** Begin SOURCE DOCUMENT **

At the Private Company Governance Summit 2015, Heidrick & Struggles vice chairman John Wood hosted a panel of veteran board members – Gerald M. Czarnecki, chairman and chief executive officer, Deltennium Group Inc., Anthony W. Schweiger, managing principal and chief executive officer, The Tomorrow Group, and director, Marketcore, and NACD Board Advisory Services managing director and general counsel Steven Walker – in a wide-ranging discussion of refreshing the board and the hard choices this process sometimes requires. Wood kicked off the dialog by noting that private company and family-owned boards often navigate rougher waters on the issue of board refreshment because the process of “out with the old and in with the new” is fraught with complications arising from family ties, existing friendship, and long-term tenures that haven’t been constrained by policies and procedures more common to public company board management.

Everyone on a good board “will acknowledge that you occasionally have to have the difficult discussion,” explained Gerry Czarnecki. “You have to be able to tell an underperforming director that it’s over, that it’s time to move on.” Age limits, he said, are a “cop out” to avoid truly tough conversations. Boards who decide to wait out an under- or non-performing director because he or she “only has a couple of years left” are doing their colleagues on the board, as well as management and shareholders, a huge disservice.

** End SOURCE DOCUMENT **
** Begin LISTED RECORDS **

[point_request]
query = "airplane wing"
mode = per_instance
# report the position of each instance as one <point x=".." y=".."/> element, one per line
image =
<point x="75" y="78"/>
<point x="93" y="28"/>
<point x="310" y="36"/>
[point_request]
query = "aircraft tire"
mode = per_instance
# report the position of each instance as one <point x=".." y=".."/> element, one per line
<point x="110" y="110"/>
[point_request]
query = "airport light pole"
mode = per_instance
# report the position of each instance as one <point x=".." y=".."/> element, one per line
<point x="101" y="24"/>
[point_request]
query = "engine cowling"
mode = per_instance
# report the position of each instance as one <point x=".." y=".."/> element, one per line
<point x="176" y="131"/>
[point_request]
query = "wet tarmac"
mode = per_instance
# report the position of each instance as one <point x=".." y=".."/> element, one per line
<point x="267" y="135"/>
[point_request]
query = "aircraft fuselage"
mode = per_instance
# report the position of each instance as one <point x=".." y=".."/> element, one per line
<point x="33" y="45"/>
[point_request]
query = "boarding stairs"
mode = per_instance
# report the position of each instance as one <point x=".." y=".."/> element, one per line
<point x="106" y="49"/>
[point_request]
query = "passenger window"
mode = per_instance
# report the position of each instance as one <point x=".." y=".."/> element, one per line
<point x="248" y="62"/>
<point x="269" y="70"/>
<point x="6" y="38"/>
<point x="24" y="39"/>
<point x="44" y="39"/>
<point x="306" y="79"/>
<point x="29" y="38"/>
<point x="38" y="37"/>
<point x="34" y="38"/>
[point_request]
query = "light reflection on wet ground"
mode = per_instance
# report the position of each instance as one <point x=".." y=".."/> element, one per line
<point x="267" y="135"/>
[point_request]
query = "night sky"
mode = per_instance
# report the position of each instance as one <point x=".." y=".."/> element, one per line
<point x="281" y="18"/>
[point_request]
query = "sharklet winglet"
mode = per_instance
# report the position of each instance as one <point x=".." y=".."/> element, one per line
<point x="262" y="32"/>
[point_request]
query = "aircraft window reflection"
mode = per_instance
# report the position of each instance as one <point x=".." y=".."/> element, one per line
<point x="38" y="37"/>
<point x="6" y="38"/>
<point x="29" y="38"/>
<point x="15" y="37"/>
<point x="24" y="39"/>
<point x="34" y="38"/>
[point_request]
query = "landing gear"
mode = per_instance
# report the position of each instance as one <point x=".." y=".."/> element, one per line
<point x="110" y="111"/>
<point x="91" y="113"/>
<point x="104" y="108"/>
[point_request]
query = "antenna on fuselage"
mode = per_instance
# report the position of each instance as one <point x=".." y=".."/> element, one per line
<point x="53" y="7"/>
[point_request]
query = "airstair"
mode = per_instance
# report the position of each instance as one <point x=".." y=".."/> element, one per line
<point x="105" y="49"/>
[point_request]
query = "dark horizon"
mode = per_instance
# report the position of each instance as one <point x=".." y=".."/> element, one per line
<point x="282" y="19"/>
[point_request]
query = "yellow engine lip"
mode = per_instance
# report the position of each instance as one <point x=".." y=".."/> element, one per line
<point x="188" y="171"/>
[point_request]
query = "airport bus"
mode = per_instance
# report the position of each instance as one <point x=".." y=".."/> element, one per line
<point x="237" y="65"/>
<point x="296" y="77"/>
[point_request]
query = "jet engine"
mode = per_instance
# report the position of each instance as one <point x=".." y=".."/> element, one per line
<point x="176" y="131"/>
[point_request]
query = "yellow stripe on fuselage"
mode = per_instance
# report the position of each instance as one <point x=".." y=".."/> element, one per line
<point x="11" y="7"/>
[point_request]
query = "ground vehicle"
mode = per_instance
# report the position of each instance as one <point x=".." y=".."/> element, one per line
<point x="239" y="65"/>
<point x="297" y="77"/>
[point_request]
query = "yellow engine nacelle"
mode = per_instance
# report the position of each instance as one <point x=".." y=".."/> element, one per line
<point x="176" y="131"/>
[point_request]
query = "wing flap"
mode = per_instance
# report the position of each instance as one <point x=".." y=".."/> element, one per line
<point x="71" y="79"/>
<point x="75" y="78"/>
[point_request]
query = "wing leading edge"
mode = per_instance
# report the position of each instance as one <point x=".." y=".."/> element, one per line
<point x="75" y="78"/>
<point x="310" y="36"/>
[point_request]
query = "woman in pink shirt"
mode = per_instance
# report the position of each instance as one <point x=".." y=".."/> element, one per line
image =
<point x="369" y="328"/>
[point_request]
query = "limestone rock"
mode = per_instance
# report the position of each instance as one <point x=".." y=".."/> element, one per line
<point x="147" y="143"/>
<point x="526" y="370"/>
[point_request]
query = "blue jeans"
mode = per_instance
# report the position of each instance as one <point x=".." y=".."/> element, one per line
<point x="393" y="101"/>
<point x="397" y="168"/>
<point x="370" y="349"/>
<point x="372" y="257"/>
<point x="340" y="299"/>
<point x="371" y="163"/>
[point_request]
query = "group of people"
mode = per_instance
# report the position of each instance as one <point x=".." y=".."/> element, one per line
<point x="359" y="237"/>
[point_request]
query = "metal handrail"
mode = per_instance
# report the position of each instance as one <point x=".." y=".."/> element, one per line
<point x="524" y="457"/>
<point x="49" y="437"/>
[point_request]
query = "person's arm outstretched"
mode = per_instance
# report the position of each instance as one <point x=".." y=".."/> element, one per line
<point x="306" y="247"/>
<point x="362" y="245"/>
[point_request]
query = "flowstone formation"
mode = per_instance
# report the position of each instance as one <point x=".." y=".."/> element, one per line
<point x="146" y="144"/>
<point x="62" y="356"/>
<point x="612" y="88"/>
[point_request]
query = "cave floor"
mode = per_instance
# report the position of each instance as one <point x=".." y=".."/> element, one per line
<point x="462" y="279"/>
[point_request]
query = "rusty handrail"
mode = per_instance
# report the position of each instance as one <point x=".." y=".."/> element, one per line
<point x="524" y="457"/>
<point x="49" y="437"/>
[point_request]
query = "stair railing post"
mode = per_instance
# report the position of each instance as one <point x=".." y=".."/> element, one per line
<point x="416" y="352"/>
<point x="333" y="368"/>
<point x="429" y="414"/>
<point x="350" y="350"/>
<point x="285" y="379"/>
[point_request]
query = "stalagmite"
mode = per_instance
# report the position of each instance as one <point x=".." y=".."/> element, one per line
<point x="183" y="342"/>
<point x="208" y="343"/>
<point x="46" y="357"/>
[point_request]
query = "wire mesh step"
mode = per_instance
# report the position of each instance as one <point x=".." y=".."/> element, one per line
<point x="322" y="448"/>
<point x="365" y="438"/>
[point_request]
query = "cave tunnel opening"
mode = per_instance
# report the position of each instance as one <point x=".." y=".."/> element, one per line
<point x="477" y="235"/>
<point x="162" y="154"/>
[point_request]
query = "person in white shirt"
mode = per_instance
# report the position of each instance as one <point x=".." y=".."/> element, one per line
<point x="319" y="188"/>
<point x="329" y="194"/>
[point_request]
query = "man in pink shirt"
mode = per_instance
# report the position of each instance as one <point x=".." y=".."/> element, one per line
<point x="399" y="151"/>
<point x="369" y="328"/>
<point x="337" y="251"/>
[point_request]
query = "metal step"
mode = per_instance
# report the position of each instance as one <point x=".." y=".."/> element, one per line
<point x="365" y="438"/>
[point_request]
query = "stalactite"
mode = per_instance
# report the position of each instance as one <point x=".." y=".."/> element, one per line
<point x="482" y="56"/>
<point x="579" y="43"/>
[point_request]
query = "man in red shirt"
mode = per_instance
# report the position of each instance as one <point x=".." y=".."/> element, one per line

** End LISTED RECORDS **

TO-DO LIST:
[1] In the passage on board refreshment, what does Gerry Czarnecki call age limits?
[2] Write the next part of the passage on board refreshment, beginning after its final sentence.

RESPONSES FOR EACH TASK:
[1] He calls them a "cop out" to avoid truly tough conversations.

[2]
Seconding Czarnecki, Tony Schweiger noted that “one danger of avoidance is that everything drags out too long.” Once the decision has been made, there should be no delay. “After you make the move and replace the director, you wonder why you waited so long.”

Taking a different tack, Steve Walker outlined the scenario of a serving director “who may be a fabulous and insightful person but for one reason or another is no longer a good fit for the board.” This can happen when the company shifts strategy, makes an acquisition that changes company focus, or enters a business where different expertise is urgently required. “Sometimes,” Walker said, “refreshing the board is a lot more than eliminating a weak link or counterproductive point of view.” In many cases, he added, there is a mitigating circumstance that enables the board to take a long, hard look at itself and allows a graceful exit for board members who for whatever reason are not contributing to continued success of the enterprise.

Peer Review

Walker suggested that boards incorporate a routine and reliable method for director evaluation as a matter of course, establishing a protocol that eliminates surprises and essentially puts all directors in the same boat as it relates to process. He recommended that boards start with a “check the box” skillsets analysis that outlines who complements and who detracts from board processes. “A checklist that is used routinely creates a precedent of regular evaluations and prevents surprises in the boardroom,” Walker suggested. “Sometimes it even alerts a director that he or she no longer has the qualifications necessary to contribute to meaningful board dialog.”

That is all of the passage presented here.